## [SOURCE TEXT]
>> begin

Hamilton arrived in Belgium leading Mercedes teammate Nico Rosberg in the drivers’ championship by 19 points after winning the last four races.

Power unit issues at the start of the season forced Hamilton to use more of his allocated components early, making a penalty in the second half of the season inevitable.

Drivers are permitted to use five of each power unit component across the course of the season, with penalties being handed out for exceeding this limit.

Hamilton confirmed in Thursday’s FIA press conference at Spa that he would be taking new components in Belgium, meaning he will take start towards the back of the grid.

“As far as I’m aware, we will take the penalty this weekend,” Hamilton said, before Mercedes gave official confirmation.

“As Lewis just confirmed in the press conference, we will take an engine penalty this weekend,” a team spokesperson said.

“It is safe to assume he will start from the back of the field or very close but we cannot be more precise at this stage.”

Hamilton has previously charged from the back of the grid to finish on the podium in Germany and Hungary two years ago, with both drives being decisive in winning him the title.

However, the Briton is skeptical that he can challenge for victory, given the reduction in Mercedes’ advantage over the field compared to two years ago.

“In terms of winning, that is going to be very, very hard. Obviously the gap has closed between other cars,” Hamilton said.

“We’re in the third year of the evolution of these cars, Red Bull have been very quick in some of the races and the same with Ferrari and down the whole grid, so it’s going to be harder than it was last year and the year before to climb through the field.

“But I’ll do everything I can and it’s just about minimizing the damage of taking the penalty.”

>> end

## [Location identification entries]
>> begin

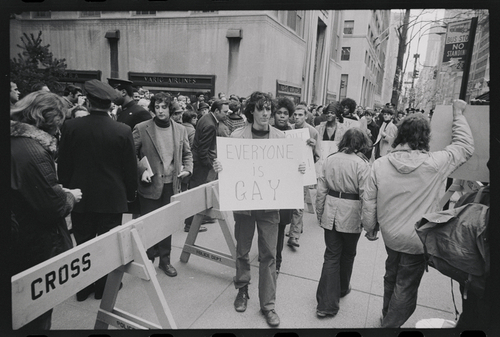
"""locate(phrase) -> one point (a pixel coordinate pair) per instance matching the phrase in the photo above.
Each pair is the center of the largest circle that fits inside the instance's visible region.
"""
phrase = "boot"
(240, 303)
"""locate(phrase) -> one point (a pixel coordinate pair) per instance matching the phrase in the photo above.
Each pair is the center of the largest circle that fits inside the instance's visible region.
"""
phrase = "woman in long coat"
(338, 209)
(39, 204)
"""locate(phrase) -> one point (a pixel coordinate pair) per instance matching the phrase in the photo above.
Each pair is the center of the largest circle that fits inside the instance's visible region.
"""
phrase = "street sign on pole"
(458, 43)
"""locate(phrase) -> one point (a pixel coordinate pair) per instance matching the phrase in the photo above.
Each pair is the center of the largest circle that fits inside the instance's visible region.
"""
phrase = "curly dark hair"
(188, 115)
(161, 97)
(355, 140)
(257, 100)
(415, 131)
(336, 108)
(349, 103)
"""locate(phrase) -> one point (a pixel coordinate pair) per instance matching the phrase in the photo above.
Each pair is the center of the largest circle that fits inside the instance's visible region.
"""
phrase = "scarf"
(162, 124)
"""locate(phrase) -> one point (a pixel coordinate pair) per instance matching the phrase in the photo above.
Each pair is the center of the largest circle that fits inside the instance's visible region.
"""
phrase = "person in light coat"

>> end

## [TASK STATEMENT]
Extract from the Hamilton article the stretch from "Hamilton arrived in" through "team spokesperson said.", word for word. The records are independent material and have no connection to the Hamilton article.

## [RIGHT ANSWER]
Hamilton arrived in Belgium leading Mercedes teammate Nico Rosberg in the drivers’ championship by 19 points after winning the last four races.

Power unit issues at the start of the season forced Hamilton to use more of his allocated components early, making a penalty in the second half of the season inevitable.

Drivers are permitted to use five of each power unit component across the course of the season, with penalties being handed out for exceeding this limit.

Hamilton confirmed in Thursday’s FIA press conference at Spa that he would be taking new components in Belgium, meaning he will take start towards the back of the grid.

“As far as I’m aware, we will take the penalty this weekend,” Hamilton said, before Mercedes gave official confirmation.

“As Lewis just confirmed in the press conference, we will take an engine penalty this weekend,” a team spokesperson said.